▶ [WHAT TO WORK ON]:
Exclude the pictures; give every entry again exactly as written.

[Lines of data]
● ● ● ● ●

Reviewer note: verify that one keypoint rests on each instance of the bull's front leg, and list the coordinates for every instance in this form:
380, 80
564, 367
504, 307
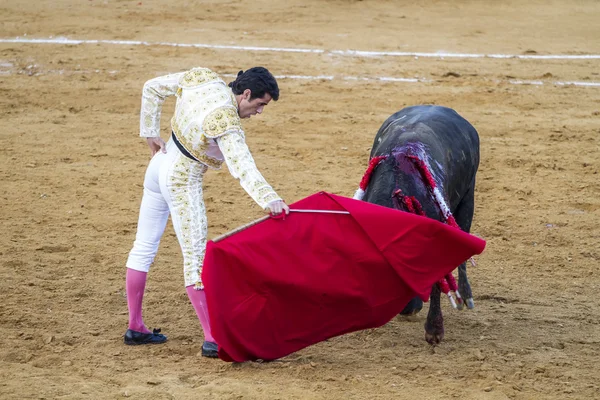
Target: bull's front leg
434, 325
464, 287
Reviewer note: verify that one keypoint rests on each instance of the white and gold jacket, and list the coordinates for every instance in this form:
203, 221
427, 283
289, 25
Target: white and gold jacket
206, 123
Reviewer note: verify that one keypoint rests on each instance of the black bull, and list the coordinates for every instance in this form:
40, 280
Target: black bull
449, 147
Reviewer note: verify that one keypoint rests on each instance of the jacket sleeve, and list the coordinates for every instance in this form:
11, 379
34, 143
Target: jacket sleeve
242, 166
153, 96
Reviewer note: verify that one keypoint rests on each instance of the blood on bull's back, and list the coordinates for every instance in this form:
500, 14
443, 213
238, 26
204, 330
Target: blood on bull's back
424, 160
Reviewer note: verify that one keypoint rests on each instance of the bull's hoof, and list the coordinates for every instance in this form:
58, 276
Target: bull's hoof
470, 303
434, 338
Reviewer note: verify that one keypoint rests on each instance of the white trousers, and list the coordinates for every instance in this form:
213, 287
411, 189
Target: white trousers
173, 184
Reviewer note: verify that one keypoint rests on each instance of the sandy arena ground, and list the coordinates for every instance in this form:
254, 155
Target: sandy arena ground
72, 166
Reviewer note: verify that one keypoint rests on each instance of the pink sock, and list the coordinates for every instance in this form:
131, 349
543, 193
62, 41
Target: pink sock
135, 283
198, 299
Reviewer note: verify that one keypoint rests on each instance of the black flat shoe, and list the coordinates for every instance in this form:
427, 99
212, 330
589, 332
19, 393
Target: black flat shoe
210, 349
134, 338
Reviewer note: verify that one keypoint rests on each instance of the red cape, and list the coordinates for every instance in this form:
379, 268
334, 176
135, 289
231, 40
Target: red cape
282, 285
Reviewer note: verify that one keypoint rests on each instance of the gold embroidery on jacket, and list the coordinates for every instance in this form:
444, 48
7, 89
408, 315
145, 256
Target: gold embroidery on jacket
220, 121
199, 152
197, 76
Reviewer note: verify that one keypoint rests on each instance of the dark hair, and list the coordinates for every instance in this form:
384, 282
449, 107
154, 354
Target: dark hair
259, 80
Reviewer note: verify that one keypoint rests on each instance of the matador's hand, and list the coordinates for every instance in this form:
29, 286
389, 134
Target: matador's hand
277, 207
156, 144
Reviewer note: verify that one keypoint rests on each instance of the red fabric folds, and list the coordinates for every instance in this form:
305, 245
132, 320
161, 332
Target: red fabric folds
282, 285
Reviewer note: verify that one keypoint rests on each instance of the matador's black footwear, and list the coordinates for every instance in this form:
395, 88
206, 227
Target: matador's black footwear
210, 349
135, 338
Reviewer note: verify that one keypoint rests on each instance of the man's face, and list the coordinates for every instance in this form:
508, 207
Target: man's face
248, 108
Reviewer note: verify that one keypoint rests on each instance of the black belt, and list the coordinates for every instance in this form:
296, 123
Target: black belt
181, 148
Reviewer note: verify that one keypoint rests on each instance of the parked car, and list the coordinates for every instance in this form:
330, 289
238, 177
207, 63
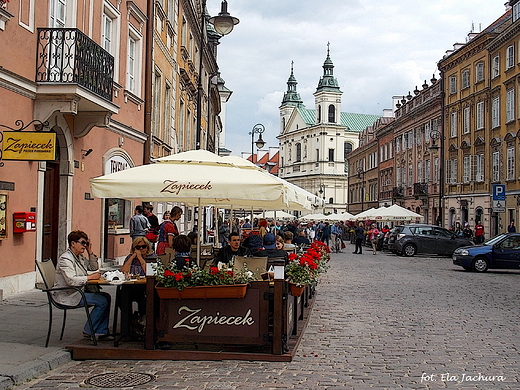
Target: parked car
502, 251
409, 240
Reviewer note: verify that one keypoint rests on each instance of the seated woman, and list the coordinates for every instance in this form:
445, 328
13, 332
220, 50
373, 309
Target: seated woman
135, 264
182, 246
73, 269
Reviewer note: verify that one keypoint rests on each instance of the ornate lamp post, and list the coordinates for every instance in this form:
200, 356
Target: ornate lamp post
361, 175
257, 129
436, 135
223, 24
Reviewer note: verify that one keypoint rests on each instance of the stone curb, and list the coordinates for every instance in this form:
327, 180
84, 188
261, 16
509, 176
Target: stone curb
33, 369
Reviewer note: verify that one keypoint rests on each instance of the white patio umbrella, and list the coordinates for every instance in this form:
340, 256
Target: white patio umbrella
297, 197
364, 215
275, 214
197, 178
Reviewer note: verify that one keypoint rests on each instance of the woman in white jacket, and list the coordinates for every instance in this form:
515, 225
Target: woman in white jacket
74, 269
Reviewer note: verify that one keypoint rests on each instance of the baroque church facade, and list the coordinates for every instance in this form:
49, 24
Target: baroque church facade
314, 143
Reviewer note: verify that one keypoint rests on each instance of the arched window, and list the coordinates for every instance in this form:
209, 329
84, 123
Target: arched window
332, 114
298, 152
347, 149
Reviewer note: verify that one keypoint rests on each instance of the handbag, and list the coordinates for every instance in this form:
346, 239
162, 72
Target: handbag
151, 236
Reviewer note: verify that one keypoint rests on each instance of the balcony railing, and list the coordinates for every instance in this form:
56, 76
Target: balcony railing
420, 188
398, 192
67, 56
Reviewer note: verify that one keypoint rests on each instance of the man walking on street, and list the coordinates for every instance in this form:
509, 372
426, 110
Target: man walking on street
360, 236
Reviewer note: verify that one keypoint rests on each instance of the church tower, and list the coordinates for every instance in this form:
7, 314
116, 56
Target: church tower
327, 97
291, 100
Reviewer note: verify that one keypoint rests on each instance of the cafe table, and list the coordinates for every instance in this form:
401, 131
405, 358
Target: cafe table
123, 302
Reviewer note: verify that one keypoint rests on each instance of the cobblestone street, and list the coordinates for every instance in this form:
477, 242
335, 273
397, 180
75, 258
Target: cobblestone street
381, 322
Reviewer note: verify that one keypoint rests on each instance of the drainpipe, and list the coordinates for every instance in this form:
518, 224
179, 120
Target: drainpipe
148, 83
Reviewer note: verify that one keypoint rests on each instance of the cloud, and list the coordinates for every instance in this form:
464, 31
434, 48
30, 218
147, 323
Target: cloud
379, 49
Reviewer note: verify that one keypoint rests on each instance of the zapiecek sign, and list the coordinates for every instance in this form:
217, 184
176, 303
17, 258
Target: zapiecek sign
33, 146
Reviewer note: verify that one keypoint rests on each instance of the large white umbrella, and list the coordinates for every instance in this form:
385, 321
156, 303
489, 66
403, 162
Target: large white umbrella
297, 197
195, 178
275, 214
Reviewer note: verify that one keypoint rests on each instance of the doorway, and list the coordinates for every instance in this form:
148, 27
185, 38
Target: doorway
51, 202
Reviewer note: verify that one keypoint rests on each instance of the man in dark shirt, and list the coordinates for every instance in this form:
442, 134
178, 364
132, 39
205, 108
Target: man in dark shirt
226, 254
270, 250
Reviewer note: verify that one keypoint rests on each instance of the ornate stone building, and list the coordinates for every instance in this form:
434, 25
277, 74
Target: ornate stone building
314, 143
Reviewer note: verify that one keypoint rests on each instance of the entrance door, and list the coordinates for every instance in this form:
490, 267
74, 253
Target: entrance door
51, 198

● ● ● ● ●

▶ [EXERCISE SOLUTION]:
Reviewer note: verify that one keypoint rests on each instance of the bull's front leg, and list the coordinates for every instance in this form:
380, 80
564, 367
504, 307
Target: bull's front leg
434, 325
464, 287
Reviewer note: verify that one keypoint rests on each instance of the white and gold jacket, and list the coordinates for every instance in this form:
203, 221
427, 283
289, 25
Target: white and gold jacket
206, 123
Reviewer note: verify that one keypoint rests on each instance of the black bull, and list the coordinates for every instance in this form:
40, 280
Target: black bull
449, 147
Reviewer note: verify that one keypoint rests on each instance of the jacket sleeve, and list the coordinates for every instance in this form:
11, 379
34, 143
Target: jacket sleeve
242, 166
153, 96
Reviewer note: verify that one keypoint rests on each instance of the blood on bull's back, and list the coordinates for every instance in this form:
500, 14
443, 213
238, 26
204, 330
Target: blood on bull's back
424, 160
Reviewer note: verify that one keypoint rests on each instance of the bull's hoof, and list the coordinates for every instance in this form:
58, 276
Target: bull's hoof
470, 303
434, 338
Reviewer note: verify that one keypoint rests on each instance of the white trousers, and list the coordinates for every instance in this form:
213, 287
411, 189
Target: white trousers
173, 184
Reviewer note: verify that one keypoint rests on each instance of the sandy arena ground, and list the coordinates for every instance in this form:
254, 155
Target: sandy arena ground
72, 166
Reviewer note: verify that one keypoint rests on each instance of the pink sock, and list the coordinates for every instance in this form:
131, 349
543, 193
62, 41
Target: pink sock
135, 283
198, 299
Reviewer note: verify that one keypoint rests on each instance of the black flat shoe, and list the coordinates for every instance in this form:
427, 99
212, 330
589, 332
19, 393
Target: black flat shoe
210, 349
134, 338
Reviewer note: verify that one keypoint rests on each instance of the red cape, and list the coordinates for every instance in this form:
379, 268
334, 176
135, 289
231, 40
Target: red cape
282, 285
Reviewer note: verify that one keypoint rests on each instance of the gold embroidery on jacket, and list the coordinates for every instance in this form:
444, 48
7, 89
408, 315
145, 256
Target: gold embroidery on jacket
220, 121
199, 152
197, 76
Reviewer note: verify that one keypoint rests on each instance of the dark hair, and list the coordinates for every instance in this form:
384, 282
449, 107
154, 354
Target: dark hair
259, 80
Reviewer note: verify that one keypoint rests on each instance of the matador's hand, and list the coordinates for every instance in this form:
29, 286
389, 134
Target: matador's hand
277, 207
156, 144
Reviewer note: verify that one keypoint rests on each instance of the red fabric folds, and list the coordinates for every instance in this form:
305, 245
132, 320
161, 332
Target: red fabric folds
282, 285
Reviewer note: verify that one keypoint rests on each instance of the matador's black footwear, and list the coordinates for every instance in this form:
395, 88
206, 227
Target: matador's black footwear
210, 349
135, 338
Reviewer note: verify that one keypoint rests on each instance of the man's face, and list the coordinates for every instance in this form:
508, 207
Target: man's face
248, 108
Reviewer note: verify that one keypoint rests on each instance of the black belt, and list the coordinates for every instance in this form:
296, 123
Target: black belt
181, 148
Reviewer note: verify that one keypoint rests on each instance of the parked car, and list the coordinates for every instance in this form:
330, 289
238, 177
207, 63
Target: parked car
502, 251
409, 240
Reviewer note: verify that one keypoint rests on each instance of the seated woman, and list the coordinates for every instance in this form:
445, 328
13, 332
220, 50
373, 309
Target: seated woman
135, 264
182, 246
73, 269
Reviewer note: verify that one keypoint rests on each instance of the ornate lamp post, and list the coordinates for every instance in this form:
200, 356
Target: ornate lamp post
361, 175
257, 129
436, 135
223, 24
Reviewer note: verify that one keypoint rests on each instance of the stone curb, and list the coordinates for every instance in this form:
327, 180
84, 188
261, 16
509, 176
Target: stone curb
33, 369
Reviewer note: verify that one keypoint rests on each instance of the white patio umbrella, and list the coordinates for every instance in this form:
340, 256
Target: white patio umbrella
297, 197
364, 215
275, 214
197, 178
Reviewer note: verify that one keypoint rests on each instance of the woman in white jacket, and list the coordinates for every instance in this form:
515, 225
Target: woman in white jacket
74, 269
Reviewer note: verify that one keypoint rests on each instance of the baroque church facade, and list the coordinates for every instance in this form:
49, 24
Target: baroque church facade
314, 143
Reviewer note: verify that one keypoint rests on each instance of the arched window, and list the coordinates for every instance in this form:
209, 329
84, 123
Target: arched window
332, 114
298, 152
347, 149
Reviewer note: verify that one keypoint rests on each instance of the handbag, and list the coordinates for every instance in this form:
346, 239
162, 72
Target: handbag
151, 236
Reviewer note: verify that one keypoint rests on each instance of the balcony railing, and list the coordinates for every instance in this form:
56, 76
Target: balcony railing
420, 188
398, 192
67, 56
Reviewer note: verify that one keypoint rests on each instance of the man walking on street, and list the coordinates for every instance in this form:
509, 372
426, 110
Target: man walking on street
360, 236
Reviewer note: verify that one keypoint rests on each instance of the church tower, and list the coordinates for every instance in this form:
7, 314
116, 56
Target: church tower
327, 97
291, 100
Reviewer note: verify that one keypoint rests on each instance of the cafe table, and list the coordinates for every instance in this form:
401, 131
405, 358
Target: cafe table
123, 302
Reviewer note: verify that one keypoint rests on each instance of the cobblestone street, and list the coordinates for every instance in this form:
477, 242
335, 273
397, 180
75, 258
Target: cobblestone street
381, 322
Reviewer note: verify that one keypoint rests on each instance of the drainpipe, and list the coordinates for every instance in this form:
518, 224
179, 120
Target: drainpipe
148, 83
Reviewer note: verify that one keypoint rests on each instance of the cloud, and list the coordinates for every instance in this form:
464, 31
434, 48
30, 218
147, 323
Target: cloud
379, 49
Reviewer note: verify that one keypoint rests on each instance of the zapiecek sign, and list the coordinates for every instance in this form:
217, 184
176, 303
17, 258
Target: zapiecek sign
33, 146
Reviewer note: verify that one keypoint rests on each instance of the large white umbrella, and list the coordinates for every instance in this form:
385, 321
156, 303
489, 66
403, 162
Target: large white umbrella
297, 197
195, 178
275, 214
Reviewer note: verify that one keypoint rests on each instance of the doorway, and list the coordinates for every instance in this form:
148, 27
185, 38
Target: doorway
51, 202
Reviewer note: verify that one keypoint rests on each instance of the man in dark shirt, and list the coordinates for every instance in this form:
442, 134
178, 364
132, 39
205, 108
Target: man in dark shirt
226, 254
270, 250
Reviewer note: verify that one keypoint rests on each instance of the ornate stone building, and list the coordinates for every instance in this form:
434, 25
277, 74
Target: ornate stone building
314, 143
Reviewer note: verify that one keypoint rests on each instance of the entrance door, and list the coordinates for every instance in this form:
490, 267
74, 253
Target: entrance door
51, 198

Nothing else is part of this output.